[Data listing]
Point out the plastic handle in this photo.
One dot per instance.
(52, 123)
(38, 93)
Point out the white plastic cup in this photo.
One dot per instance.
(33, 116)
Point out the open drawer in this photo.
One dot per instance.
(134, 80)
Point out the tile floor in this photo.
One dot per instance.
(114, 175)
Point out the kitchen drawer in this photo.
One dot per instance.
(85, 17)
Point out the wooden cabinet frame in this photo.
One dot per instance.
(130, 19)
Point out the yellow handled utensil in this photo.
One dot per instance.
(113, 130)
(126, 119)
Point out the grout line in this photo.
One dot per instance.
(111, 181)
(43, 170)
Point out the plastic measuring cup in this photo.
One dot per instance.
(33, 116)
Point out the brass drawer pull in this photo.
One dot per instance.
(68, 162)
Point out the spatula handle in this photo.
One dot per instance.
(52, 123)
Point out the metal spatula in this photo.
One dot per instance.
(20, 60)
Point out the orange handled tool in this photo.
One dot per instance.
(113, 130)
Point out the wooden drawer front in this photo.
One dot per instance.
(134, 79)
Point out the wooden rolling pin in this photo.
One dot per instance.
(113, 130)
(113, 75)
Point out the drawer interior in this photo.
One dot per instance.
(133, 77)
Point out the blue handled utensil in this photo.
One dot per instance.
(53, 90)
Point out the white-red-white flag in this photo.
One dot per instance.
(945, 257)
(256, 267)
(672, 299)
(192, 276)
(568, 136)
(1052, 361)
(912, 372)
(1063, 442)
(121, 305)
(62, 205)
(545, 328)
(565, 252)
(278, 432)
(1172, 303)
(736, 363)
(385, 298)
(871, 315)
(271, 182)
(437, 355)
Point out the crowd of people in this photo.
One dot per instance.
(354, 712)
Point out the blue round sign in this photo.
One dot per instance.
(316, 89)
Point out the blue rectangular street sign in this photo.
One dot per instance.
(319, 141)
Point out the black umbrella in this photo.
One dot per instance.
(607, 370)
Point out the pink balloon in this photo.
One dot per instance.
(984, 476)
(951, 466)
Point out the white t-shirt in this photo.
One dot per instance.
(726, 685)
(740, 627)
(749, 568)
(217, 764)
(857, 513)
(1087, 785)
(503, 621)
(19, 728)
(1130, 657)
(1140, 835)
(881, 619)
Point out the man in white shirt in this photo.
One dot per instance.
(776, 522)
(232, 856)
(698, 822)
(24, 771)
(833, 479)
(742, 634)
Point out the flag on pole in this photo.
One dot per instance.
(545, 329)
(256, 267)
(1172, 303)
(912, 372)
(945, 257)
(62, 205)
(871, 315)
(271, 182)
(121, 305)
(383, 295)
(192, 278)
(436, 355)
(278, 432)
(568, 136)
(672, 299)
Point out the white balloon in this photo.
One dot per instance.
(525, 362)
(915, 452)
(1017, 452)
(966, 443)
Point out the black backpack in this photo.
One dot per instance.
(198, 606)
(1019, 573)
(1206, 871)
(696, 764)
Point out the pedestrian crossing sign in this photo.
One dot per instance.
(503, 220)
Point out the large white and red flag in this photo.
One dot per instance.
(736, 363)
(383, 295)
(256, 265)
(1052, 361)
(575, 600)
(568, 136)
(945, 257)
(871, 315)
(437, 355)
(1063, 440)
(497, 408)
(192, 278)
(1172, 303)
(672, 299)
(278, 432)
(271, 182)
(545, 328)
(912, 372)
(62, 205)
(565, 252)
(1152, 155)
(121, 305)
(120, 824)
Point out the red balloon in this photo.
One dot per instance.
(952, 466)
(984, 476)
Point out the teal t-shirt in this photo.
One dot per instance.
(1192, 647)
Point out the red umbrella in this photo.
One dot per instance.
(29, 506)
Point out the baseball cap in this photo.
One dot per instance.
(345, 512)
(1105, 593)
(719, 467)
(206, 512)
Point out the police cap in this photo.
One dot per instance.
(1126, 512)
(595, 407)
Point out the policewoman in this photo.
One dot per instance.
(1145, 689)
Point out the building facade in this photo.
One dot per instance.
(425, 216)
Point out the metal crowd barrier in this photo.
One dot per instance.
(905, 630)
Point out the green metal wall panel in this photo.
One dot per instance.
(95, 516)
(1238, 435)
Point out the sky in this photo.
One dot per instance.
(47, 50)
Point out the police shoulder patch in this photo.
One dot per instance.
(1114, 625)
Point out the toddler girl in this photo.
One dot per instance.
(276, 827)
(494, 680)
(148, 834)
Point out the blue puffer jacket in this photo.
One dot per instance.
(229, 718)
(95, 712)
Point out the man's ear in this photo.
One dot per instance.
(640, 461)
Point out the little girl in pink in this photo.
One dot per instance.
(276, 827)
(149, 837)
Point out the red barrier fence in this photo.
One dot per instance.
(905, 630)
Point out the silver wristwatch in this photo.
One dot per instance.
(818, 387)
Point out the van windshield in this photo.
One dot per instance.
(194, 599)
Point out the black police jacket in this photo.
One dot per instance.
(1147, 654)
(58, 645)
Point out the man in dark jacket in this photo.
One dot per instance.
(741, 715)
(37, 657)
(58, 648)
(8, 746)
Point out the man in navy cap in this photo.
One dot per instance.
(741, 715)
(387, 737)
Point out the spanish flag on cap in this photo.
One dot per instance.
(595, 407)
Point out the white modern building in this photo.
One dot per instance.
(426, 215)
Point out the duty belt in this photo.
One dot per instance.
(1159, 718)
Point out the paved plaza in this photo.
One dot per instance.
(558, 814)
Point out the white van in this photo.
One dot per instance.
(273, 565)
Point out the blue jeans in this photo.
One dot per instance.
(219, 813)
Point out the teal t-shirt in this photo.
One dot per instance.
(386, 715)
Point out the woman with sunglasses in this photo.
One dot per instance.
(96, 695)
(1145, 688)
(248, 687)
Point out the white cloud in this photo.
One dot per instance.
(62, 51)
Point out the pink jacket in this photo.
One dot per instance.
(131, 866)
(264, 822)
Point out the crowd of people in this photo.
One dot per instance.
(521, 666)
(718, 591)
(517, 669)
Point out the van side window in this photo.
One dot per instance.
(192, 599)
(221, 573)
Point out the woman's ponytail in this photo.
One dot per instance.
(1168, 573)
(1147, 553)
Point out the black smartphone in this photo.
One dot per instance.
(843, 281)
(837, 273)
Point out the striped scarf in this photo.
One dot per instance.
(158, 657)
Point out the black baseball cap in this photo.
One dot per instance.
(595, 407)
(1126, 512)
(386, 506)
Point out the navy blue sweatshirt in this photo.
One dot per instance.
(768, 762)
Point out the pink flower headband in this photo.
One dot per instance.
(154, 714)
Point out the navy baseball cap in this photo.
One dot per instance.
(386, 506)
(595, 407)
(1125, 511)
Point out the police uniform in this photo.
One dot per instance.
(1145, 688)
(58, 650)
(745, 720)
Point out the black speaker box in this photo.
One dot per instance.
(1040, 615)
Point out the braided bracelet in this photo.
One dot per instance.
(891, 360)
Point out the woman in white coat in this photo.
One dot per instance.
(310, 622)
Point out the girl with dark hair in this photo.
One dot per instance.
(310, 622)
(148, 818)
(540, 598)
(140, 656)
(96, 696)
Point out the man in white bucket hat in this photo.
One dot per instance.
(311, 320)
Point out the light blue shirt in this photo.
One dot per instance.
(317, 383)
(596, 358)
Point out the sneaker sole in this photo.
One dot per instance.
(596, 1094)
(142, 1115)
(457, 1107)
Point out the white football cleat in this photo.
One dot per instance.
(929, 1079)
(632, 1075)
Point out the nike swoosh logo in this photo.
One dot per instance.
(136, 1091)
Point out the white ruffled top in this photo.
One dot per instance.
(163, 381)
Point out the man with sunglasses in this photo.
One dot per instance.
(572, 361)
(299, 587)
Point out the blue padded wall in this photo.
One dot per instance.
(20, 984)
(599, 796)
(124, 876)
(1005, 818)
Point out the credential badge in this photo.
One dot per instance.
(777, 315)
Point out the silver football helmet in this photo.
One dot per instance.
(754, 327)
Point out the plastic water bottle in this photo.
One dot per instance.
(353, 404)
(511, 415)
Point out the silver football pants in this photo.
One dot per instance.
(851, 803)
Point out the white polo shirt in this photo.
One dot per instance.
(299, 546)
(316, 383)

■ **GOAL**
Everything from the line with "Point out the blue padded wall in this photo." through the last line of the material above should be echoed exactly, and nothing else.

■ **EXERCISE RESULT**
Point out the blue padded wall in this photo.
One dot per instance.
(20, 984)
(599, 796)
(124, 876)
(1005, 818)
Point out the credential badge in this photo.
One dot per instance.
(777, 315)
Point out the silver football helmet in this photo.
One dot per instance.
(754, 327)
Point out the plastic water bottle in this photo.
One dot per instance.
(353, 404)
(511, 415)
Point out the silver football pants in this photo.
One dot per instance.
(851, 803)
Point out the white polo shirt in this photo.
One dot per instance.
(299, 546)
(316, 383)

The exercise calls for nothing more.